[[ TEXT open ]]

A big fire erupted at an electricity plant that powers most of Puerto Rico on Wednesday, causing a blackout that swept across the U.S. territory of 3.5 million people.
The Electric Power Authority said two transmission lines of 230,000 volts each failed. Executive Director Javier Quintana told reporters that he expected most power to be restored by Thursday morning, adding that airports, hospitals, police stations and water plants would get priority.
"The entire island is without power," said Angel Crespo, director of Puerto Rico's fire department.
He said firefighters extinguished the blaze at the southern power plant, which serves a majority of customers on the island.
Gov. Alejandro Garcia Padilla told reporters the fire began in a switch and initially destroyed a system that provides 30 percent of Puerto Rico's overall power.
"This is a very serious event," he said. "The system is not designed to withstand a failure of this magnitude."
He did not directly answer a question about whether the power company has any kind of backup should another similar situation occur, or if the island was hit by a major hurricane.
"I assume complete responsibility," Garcia said of the outage. "Everyone knows that the company's maintenance problems began decades ago."

[[ TEXT closed ]]
[[ DATASET CONTENT open ]]

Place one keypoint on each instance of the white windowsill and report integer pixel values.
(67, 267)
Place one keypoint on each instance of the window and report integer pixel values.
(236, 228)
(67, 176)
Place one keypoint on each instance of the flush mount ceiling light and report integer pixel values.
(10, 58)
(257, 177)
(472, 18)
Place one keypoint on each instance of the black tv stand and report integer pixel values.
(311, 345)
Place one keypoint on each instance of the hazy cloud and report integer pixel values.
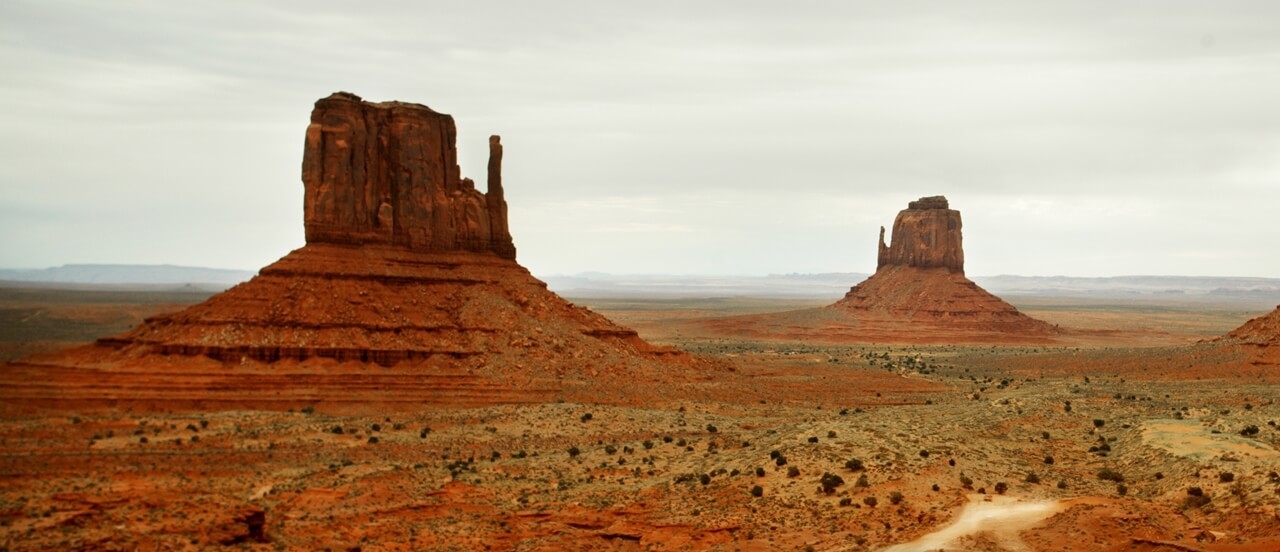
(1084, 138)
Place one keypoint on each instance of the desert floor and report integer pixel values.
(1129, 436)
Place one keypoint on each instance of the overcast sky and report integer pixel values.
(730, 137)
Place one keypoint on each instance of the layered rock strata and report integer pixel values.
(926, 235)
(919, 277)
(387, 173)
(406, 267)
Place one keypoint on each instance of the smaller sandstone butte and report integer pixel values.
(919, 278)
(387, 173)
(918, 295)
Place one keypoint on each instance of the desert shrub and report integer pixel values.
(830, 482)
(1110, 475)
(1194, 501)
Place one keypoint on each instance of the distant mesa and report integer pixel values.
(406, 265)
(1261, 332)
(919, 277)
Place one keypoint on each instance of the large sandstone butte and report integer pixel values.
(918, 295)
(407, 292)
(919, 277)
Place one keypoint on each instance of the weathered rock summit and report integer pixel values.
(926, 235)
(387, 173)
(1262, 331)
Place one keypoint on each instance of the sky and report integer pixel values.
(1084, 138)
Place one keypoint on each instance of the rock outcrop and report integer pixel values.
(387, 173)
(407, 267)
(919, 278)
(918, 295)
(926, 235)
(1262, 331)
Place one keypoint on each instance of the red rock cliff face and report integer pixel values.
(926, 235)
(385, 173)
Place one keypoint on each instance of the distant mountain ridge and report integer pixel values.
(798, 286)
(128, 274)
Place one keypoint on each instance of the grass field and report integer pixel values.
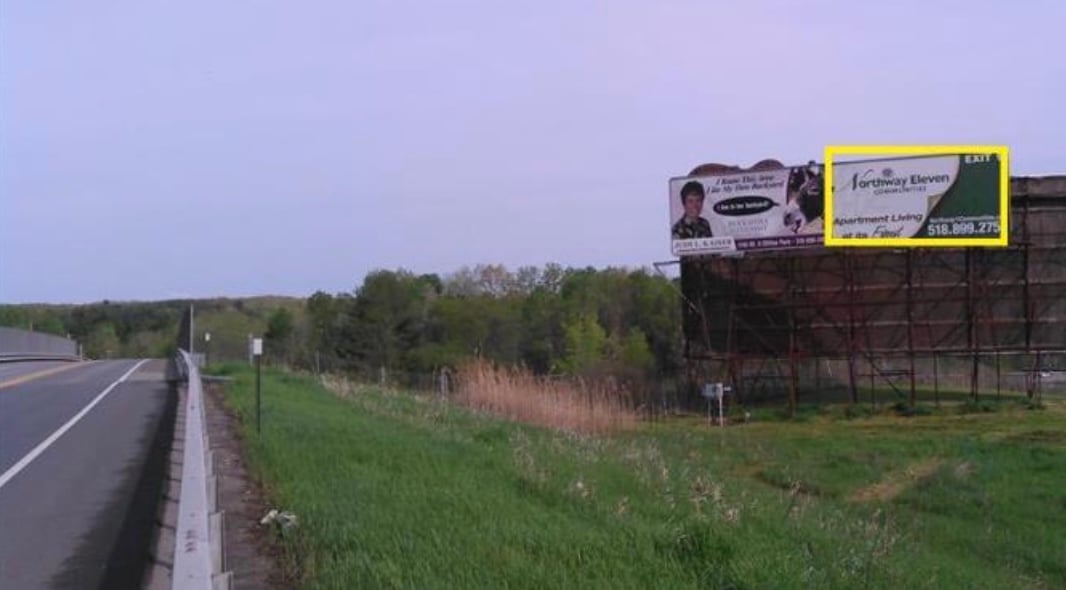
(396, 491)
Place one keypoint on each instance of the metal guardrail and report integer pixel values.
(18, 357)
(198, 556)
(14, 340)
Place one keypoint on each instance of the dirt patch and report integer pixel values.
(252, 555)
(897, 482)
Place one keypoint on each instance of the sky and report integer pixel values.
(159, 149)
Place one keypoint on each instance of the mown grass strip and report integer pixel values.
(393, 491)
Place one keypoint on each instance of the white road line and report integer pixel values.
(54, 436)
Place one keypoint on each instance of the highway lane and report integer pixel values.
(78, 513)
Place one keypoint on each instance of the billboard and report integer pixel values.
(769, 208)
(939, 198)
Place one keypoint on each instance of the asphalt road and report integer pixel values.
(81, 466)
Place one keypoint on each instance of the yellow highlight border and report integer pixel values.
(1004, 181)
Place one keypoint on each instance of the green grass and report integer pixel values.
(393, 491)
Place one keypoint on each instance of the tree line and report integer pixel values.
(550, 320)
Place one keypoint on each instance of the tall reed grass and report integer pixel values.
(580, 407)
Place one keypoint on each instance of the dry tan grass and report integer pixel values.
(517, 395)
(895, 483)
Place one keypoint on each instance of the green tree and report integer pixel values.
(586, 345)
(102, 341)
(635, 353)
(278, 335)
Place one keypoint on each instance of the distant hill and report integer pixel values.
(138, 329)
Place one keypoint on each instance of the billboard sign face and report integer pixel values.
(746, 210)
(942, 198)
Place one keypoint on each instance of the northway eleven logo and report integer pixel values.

[[ DATASET CONTENT closed ]]

ABOUT THIS EXERCISE >> In the Puerto Rico blackout report, where did the governor say the fire began?

WORKED SOLUTION >> In a switch.